__What is required__
Update each of the rows below by replacing "outlines" with "traces", and leave everything else unchanged. Omit the pictures from your answer.

__Supplied entries__
[start]
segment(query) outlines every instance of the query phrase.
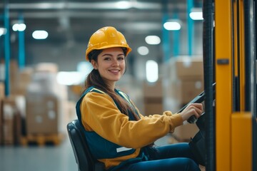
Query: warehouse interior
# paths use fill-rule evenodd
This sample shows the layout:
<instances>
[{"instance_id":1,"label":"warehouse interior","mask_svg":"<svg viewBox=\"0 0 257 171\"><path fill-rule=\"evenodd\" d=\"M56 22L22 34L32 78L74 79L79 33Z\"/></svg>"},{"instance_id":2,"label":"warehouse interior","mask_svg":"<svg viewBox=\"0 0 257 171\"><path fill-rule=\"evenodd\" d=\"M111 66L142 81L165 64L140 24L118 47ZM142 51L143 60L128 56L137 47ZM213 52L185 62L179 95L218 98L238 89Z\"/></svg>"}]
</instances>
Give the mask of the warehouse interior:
[end]
__Finished task__
segment(query) traces every instance of the query phrase.
Query: warehouse interior
# paths use fill-rule evenodd
This sample shows the layout:
<instances>
[{"instance_id":1,"label":"warehouse interior","mask_svg":"<svg viewBox=\"0 0 257 171\"><path fill-rule=\"evenodd\" d=\"M56 22L22 34L32 78L74 79L79 33Z\"/></svg>"},{"instance_id":2,"label":"warehouse interior","mask_svg":"<svg viewBox=\"0 0 257 171\"><path fill-rule=\"evenodd\" d=\"M111 66L142 81L165 64L140 24L118 47ZM142 51L143 60L128 56L137 47ZM213 52L185 62L179 95L218 98L238 89Z\"/></svg>"}]
</instances>
Give the mask of the warehouse interior:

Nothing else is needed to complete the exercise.